Copy out the entries exactly, from the first line to the last.

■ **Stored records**
---
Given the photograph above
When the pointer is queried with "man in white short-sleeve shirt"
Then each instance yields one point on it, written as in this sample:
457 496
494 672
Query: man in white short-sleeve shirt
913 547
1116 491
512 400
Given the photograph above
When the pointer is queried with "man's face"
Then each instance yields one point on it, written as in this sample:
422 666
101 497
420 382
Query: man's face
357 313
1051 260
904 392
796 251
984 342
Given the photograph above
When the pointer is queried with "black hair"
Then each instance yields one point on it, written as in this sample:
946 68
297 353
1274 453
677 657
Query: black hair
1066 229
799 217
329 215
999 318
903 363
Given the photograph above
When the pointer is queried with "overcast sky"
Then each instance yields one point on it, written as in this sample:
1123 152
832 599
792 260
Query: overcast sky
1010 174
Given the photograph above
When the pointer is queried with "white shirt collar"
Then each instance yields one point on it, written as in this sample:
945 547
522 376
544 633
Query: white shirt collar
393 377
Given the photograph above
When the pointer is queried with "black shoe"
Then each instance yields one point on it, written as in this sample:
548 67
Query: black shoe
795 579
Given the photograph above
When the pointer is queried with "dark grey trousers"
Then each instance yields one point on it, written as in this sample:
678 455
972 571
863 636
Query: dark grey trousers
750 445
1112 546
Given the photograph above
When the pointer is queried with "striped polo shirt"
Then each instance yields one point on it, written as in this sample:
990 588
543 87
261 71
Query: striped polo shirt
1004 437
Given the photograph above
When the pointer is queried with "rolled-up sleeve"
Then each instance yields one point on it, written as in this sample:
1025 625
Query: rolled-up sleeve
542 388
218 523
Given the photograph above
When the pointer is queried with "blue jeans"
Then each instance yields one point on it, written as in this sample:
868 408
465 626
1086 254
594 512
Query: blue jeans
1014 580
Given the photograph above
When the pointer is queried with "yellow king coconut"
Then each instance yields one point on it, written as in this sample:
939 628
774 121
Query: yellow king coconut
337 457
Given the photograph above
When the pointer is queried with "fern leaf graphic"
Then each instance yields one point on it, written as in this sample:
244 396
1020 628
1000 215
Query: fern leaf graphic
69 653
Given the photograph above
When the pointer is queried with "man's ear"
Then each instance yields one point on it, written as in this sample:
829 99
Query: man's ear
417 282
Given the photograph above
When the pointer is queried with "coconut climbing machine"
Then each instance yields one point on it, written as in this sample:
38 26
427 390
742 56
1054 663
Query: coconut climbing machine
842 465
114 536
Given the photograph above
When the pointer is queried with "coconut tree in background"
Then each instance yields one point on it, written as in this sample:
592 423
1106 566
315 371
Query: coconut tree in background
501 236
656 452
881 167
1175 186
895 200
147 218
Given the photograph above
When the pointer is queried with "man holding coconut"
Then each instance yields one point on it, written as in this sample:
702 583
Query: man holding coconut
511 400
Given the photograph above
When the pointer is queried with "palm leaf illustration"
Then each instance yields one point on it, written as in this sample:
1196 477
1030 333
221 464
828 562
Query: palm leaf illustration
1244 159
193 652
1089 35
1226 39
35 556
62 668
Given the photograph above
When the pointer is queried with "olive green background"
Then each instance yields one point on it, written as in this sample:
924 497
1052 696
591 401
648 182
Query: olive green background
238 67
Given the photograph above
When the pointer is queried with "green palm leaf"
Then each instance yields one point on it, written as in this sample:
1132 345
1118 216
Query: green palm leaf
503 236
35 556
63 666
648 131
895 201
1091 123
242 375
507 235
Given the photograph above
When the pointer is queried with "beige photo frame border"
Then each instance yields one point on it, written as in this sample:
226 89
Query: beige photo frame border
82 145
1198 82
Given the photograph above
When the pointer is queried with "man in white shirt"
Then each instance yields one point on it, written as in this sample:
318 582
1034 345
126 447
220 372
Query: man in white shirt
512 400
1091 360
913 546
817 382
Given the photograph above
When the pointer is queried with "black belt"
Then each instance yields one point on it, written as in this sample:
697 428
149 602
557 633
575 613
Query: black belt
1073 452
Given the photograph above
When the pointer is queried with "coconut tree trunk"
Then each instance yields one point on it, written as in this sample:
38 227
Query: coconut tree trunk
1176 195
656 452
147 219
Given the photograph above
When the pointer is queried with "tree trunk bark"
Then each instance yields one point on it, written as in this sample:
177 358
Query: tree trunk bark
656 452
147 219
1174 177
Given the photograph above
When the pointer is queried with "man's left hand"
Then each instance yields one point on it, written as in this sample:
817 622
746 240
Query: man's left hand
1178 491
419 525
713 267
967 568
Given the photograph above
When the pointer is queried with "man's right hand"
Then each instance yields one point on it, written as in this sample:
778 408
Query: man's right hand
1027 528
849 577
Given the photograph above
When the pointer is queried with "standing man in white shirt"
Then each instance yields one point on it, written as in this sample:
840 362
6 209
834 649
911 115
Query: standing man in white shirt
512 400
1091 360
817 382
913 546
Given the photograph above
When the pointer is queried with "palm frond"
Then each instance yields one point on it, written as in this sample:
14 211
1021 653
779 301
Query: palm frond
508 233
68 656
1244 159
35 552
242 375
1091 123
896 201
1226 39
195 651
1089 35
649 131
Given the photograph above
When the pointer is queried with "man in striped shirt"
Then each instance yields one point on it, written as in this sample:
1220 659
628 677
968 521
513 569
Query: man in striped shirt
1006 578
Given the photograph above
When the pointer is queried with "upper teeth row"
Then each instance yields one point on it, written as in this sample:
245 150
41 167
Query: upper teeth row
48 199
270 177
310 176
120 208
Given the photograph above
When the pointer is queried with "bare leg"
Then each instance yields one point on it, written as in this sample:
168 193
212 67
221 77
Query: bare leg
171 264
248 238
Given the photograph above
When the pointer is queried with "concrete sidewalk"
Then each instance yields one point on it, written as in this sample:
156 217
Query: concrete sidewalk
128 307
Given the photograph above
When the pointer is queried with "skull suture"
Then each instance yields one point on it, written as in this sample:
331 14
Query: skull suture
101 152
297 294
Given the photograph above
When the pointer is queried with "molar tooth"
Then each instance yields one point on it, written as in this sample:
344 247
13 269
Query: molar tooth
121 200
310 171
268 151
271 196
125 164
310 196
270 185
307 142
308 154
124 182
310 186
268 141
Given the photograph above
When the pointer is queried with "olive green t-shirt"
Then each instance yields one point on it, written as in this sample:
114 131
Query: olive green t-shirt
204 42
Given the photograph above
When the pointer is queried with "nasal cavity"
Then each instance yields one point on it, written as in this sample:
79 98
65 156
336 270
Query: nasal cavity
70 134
---
■ **The reply**
Given the photograph above
When the pointer is queried with "man in white short-sleeve shirt"
Then each instance yields one point on it, written as in this sample:
457 496
494 672
Query: man in white short-sleeve shirt
913 547
1116 491
512 400
Given the photograph above
When the pointer is queried with "man's face"
Then each instance yields one point on it, written as in this sample:
422 666
101 497
420 382
Query: man's face
357 313
1051 260
904 392
796 251
984 342
Given the photograph above
When the pointer is queried with "black hair"
Then each instance yields one point on it, written as in this sample:
946 68
297 353
1274 453
677 657
Query: black hair
1066 229
799 217
329 215
999 318
903 363
Given the photograph above
When the pointer is queried with "overcast sky"
Then each instance yields one point on it, written as in this sample:
1123 152
832 599
792 260
Query: overcast sky
1010 174
Given the photograph above
When the pointer is queried with "white shirt collar"
Then each instance yields one point on it, written as in this sample:
945 547
522 376
544 633
Query: white shirt collar
393 377
Given the photograph above
When the pointer is queried with "black shoe"
Then each instance yields one point on it, written as in this sample:
548 67
Query: black shoe
795 579
Given the photograph above
When the pointer is queried with "dark grey trousers"
Then each instance yields one point on it, written as in this sample:
678 455
972 571
863 636
Query: dark grey trousers
750 445
1112 546
Given the photograph above
When the pointer is queried with "striped polo shirt"
Then each instance yields one point on it, written as in this sample:
990 588
543 87
261 71
Query: striped polo shirt
1004 437
Given the photograph above
When the pointer is queried with "rolled-up sleeve"
Then each instance yields one point on it, written as in this sample:
1025 625
Query: rolled-up sleeve
542 388
218 523
Given the photograph above
When the pointer is queried with "blue jeans"
Then each instance yields one point on it, written as in this sample:
868 408
465 626
1086 254
594 512
Query: blue jeans
1014 580
Given the photograph above
When the pointer is queried with "yellow king coconut"
Then each instance yields one point on it, written as in this sample:
939 628
774 121
Query: yellow king coconut
337 457
Given the photograph above
When the pointer is queried with "fern leaf graphic"
Then each instance yields one point on it, written as in this sample:
244 396
1020 628
1000 215
Query: fern leaf graphic
69 653
Given the photograph above
When the pointer is queried with "man's ear"
Then each instance yields one point on it, written as in this sample:
829 99
Query: man's ear
417 282
Given the photograph above
When the pointer is queried with "coconut climbing machine"
Then each instance yields one point on it, written as in this sample:
38 26
427 390
742 56
1054 663
Query: coconut climbing machine
842 465
114 536
Given the photograph above
When the pointer is queried with "coconut tree in background"
Then each instance yields one point on it, written as in this sample:
592 423
1106 566
315 371
Query: coconut tree in background
501 236
656 452
881 167
1175 186
895 200
147 218
Given the photograph above
When the pointer is queried with "man holding coconut"
Then each instance yields one point on it, written as in this sample:
702 583
Query: man holding coconut
511 400
Given the photograph above
When the pointer is queried with "palm leaf illustration"
Then each instance yields one point on it, written as in this sample:
1196 477
1030 333
221 464
828 562
Query: palm leaf illustration
1244 159
193 652
1089 35
1226 39
35 556
62 668
Given the photograph above
When the pointer is queried with "olive green background"
Then each instance yields one point on it, written as in this sample:
924 497
1052 696
591 401
648 182
Query: olive green background
238 67
Given the photograph above
When the pointer is queried with "green palm leaf"
Then each instance yields one point on it, written as in this sample:
1132 345
1118 216
Query: green palm leaf
503 236
35 556
63 666
648 131
895 201
1091 123
242 375
507 235
Given the photograph above
When the pointer is queried with "beige photo frame border"
Then each instance yields one point on it, written as in this sample:
226 89
Query: beige photo frame border
82 145
1198 82
Given the photograph above
When the pointer is queried with "man in white shirt"
Then each instance yields one point on it, written as in this sample:
318 582
1034 345
126 447
220 372
Query: man in white shirt
512 400
1091 360
913 546
817 382
Given the photograph above
When the pointer is queried with "black belt"
Then each instance yields one point on it, written as in this sample:
697 428
149 602
557 633
575 613
Query: black belt
1073 452
Given the photograph above
When the pointer is queried with "coconut tree trunk"
Then each instance yields one point on it, written as in this sample:
38 227
Query: coconut tree trunk
1176 195
656 452
147 219
Given the photograph above
When the pointer is queried with "tree trunk bark"
Then each instance yields one point on it, written as in this sample:
177 358
Query: tree trunk bark
656 452
147 219
1174 177
Given the photograph above
When the pointer is queried with "man's left hand"
Then each instance yields one point on it, written as in this sample:
817 622
746 240
Query: man's left hand
1178 491
419 525
713 267
967 568
Given the photograph above
When the pointer is queried with "man's right hand"
Then each instance yields one point on it, written as in this sample:
778 408
Query: man's right hand
1027 528
849 577
Given the photograph above
When the pointer is queried with "standing man in white shirt"
Then each instance yields one point on it, written as in this sample:
840 362
6 209
834 649
911 115
Query: standing man in white shirt
512 400
1091 360
817 382
913 546
Given the photograph above
When the pointer is queried with "palm frond"
Then each instance yields one point on it, written as in this sample:
14 211
1021 653
779 301
Query: palm frond
508 233
68 656
1244 159
35 552
242 375
1091 123
896 201
1226 39
195 651
1089 35
649 131
Given the photograph above
When the pointer is queried with "man in striped shirt"
Then each instance yields one point on it, written as in this sample:
1220 659
628 677
968 521
513 569
Query: man in striped shirt
1006 578
Given the photograph above
When the pointer is queried with "upper teeth row"
Then each instance yields one point on it, written as in this sample:
245 150
41 167
Query: upper teeth row
48 199
270 177
310 176
120 208
Given the photograph above
When the pointer is queried with "bare leg"
Then each instance yields one point on it, written as in this sample:
168 193
212 67
221 77
Query: bare leg
171 264
248 238
Given the photograph above
When the pointer is queried with "concrete sidewalk"
Then each instance yields one point on it, written as in this sample:
156 217
Query: concrete sidewalk
128 307
Given the photograph above
When the pointer is queried with "skull suture"
Then each instance yields one point on it, written as in this sample:
331 14
Query: skull suture
101 152
297 294
Given the photograph above
When the pointer is queried with "molar tooth"
Then each instance yields one point on it, written as in this sample:
344 247
13 269
Query: molar tooth
121 200
310 171
268 151
271 196
125 164
310 196
270 185
307 142
308 154
124 182
310 186
268 141
Given the photograph above
When the pointer is queried with "olive green t-shirt"
Then each instance yields one point on it, written as in this sample:
114 131
Query: olive green t-shirt
204 42
Given the photograph above
When the pointer is queried with "nasal cavity"
Then each instance yields one point on it, written as in this sample:
79 98
65 156
336 270
Query: nasal cavity
70 134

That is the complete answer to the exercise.